Texte fourni —

C'est là ce qui fait la nuance des deux mots.
La
langue est plutôt la collection des moyens d'exprimer la pensée par
la parole ; le langage est plutôt l'emploi de ces moyens. C'est la
nuance que l'on aperçoit, par exemple, entre la langue française et
le langage français. Pour la même raison, on dit le langage par
signes, le langage des yeux, et non la langue par signes, la langue
des yeux. La langue du cœur, ce sont les expressions dont le cœur
se sert d'ordinaire ; le langage du cœur, ce sont les émotions que
le cœur fait partager
(1870).
Au
propre,
le langage, c'est l'emploi de la langue pour l'expression des pensées
et des sentiments. Le langage des oiseaux pour leur chant, le langage
des animaux pour leurs cris, leurs rugissements, le langage des
plantes, etc. Au
figuré,
c'est tout ce qui sert à exprimer des sensations et des idées. Le
langage du geste pour le mime.
C'est
vers 1361 que le langage est l'emploi particulier d'une langue
envisagée sous son aspect formel, du point de vue de la correction
et du registre.
Ce n'est que vers 1587 que le langage est considéré par rapport aux
idées exprimées et au contenu de la communication. Le mot est
défini linguistiquement au XVIIe
siècle comme un système de signes plus ou moins complexe servant à
l'expression et à la communication (1662). Le mot s'emploie par
extension, d'une manière plus ou moins flottante, à propos d'un
ensemble de signe formant système (1867), par exemple dans le
langage des parfums, le langage des couleurs.
Langue
La
langue
d'un auteur,
c'est l'ensemble des mots et des tournures dont un auteur fait
surtout usage, c'est le contenu de son discours, non par son thème
mais par l'usage que l'auteur fait du vocabulaire (lexique) et des
procédés syntaxiques (composition de la phrase, temps et mode des
verbes). Par exemple la langue de Corneille, de Racine.

Tâches et exercices —
1. Recopiez le passage du texte sur la langue et le langage, de « Ce n'est que » à « langage des couleurs. ».
2. Combien de lignes contiennent le mot « silver », en tenant compte des majuscules et minuscules ? Donnez seulement le nombre.
Le texte sur la langue et le langage n'a aucun lien avec les lignes.

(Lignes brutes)
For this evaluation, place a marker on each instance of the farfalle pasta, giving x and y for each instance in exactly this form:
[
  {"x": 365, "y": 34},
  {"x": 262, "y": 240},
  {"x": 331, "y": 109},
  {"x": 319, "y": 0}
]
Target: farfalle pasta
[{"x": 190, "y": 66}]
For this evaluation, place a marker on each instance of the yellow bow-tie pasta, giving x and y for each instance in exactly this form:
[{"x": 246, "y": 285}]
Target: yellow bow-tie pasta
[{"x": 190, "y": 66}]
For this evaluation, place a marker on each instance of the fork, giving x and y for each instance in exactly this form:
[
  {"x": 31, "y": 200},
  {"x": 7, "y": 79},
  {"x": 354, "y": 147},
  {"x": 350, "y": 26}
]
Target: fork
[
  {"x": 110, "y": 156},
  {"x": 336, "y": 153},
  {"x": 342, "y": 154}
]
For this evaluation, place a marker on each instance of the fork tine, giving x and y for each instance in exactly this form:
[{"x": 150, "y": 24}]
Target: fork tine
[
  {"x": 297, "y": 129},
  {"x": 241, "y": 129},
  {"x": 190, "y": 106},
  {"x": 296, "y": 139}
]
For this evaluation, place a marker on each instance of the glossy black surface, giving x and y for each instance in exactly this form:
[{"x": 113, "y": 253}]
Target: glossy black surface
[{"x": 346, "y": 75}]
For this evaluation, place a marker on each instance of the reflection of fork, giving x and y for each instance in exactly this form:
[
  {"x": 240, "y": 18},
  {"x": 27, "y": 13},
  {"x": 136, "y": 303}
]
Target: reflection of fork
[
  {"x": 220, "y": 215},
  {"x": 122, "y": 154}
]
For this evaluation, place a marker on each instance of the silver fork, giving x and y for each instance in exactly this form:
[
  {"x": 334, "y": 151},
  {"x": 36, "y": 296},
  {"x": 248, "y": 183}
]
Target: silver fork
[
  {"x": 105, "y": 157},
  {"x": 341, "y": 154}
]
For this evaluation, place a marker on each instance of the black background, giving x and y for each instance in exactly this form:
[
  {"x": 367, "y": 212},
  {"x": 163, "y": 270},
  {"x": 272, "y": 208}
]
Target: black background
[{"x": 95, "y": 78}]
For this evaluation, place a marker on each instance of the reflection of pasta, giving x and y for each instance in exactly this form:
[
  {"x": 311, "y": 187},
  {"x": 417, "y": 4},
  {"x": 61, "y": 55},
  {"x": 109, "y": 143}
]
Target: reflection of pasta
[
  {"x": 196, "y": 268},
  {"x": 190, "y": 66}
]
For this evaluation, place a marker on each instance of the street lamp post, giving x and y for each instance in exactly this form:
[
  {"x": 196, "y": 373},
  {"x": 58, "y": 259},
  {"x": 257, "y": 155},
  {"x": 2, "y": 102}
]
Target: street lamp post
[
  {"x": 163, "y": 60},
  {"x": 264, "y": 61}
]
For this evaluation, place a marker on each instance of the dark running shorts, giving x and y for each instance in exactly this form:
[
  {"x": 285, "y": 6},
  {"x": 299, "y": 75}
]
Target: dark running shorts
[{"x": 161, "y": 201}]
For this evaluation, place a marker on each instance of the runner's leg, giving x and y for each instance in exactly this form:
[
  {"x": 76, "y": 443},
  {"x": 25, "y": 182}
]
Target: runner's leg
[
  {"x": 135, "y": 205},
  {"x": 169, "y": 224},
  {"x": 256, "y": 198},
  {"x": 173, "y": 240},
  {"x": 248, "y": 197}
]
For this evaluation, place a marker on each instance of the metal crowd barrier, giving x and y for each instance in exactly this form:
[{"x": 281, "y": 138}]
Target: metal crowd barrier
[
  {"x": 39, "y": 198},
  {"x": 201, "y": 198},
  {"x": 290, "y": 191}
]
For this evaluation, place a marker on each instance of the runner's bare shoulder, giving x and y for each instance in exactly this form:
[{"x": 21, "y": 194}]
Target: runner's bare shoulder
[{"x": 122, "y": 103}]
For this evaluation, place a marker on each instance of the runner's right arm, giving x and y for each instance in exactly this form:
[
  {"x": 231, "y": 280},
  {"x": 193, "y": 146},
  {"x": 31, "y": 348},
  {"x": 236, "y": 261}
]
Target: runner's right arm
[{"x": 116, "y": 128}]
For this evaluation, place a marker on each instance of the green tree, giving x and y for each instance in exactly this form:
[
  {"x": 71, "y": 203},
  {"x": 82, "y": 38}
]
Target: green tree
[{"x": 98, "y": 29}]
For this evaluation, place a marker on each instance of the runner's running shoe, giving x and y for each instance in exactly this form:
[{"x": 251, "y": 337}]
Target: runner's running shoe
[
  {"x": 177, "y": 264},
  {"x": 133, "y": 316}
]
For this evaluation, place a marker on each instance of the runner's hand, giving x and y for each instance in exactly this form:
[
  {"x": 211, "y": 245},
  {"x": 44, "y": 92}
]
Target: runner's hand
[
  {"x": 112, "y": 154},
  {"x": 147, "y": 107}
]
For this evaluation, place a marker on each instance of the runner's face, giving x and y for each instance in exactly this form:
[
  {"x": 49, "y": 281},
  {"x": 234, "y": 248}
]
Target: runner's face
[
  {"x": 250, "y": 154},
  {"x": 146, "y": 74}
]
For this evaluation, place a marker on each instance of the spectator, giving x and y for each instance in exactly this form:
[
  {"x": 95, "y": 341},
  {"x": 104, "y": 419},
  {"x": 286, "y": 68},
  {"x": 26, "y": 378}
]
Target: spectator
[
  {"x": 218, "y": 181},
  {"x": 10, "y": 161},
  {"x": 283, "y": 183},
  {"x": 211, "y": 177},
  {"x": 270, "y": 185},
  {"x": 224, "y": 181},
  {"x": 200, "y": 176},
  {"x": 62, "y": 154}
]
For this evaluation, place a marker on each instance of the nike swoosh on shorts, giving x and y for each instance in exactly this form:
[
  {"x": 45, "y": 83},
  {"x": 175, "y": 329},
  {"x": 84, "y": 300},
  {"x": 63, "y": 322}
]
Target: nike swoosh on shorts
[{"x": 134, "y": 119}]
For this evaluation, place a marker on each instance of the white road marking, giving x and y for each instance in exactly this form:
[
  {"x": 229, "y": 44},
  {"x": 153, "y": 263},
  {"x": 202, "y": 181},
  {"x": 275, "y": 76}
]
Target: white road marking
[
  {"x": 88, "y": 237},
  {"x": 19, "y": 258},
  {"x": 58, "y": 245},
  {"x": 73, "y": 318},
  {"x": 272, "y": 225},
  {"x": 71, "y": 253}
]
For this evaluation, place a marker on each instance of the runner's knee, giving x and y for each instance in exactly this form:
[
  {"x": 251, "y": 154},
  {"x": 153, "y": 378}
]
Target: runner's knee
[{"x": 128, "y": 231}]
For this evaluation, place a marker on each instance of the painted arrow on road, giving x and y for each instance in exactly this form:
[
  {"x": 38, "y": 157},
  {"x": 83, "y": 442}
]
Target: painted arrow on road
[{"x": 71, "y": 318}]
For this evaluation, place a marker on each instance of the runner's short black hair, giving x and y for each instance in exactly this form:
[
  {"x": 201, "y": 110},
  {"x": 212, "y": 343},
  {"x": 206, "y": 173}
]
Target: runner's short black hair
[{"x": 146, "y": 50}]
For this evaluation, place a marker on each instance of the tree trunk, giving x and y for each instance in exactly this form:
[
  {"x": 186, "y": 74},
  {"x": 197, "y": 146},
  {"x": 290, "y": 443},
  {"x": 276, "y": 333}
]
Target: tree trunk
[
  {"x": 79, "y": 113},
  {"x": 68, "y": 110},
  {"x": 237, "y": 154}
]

Les réponses —
1.
Ce n'est que vers 1587 que le langage est considéré par rapport aux
idées exprimées et au contenu de la communication. Le mot est
défini linguistiquement au XVIIe
siècle comme un système de signes plus ou moins complexe servant à
l'expression et à la communication (1662). Le mot s'emploie par
extension, d'une manière plus ou moins flottante, à propos d'un
ensemble de signe formant système (1867), par exemple dans le
langage des parfums, le langage des couleurs.

2. 2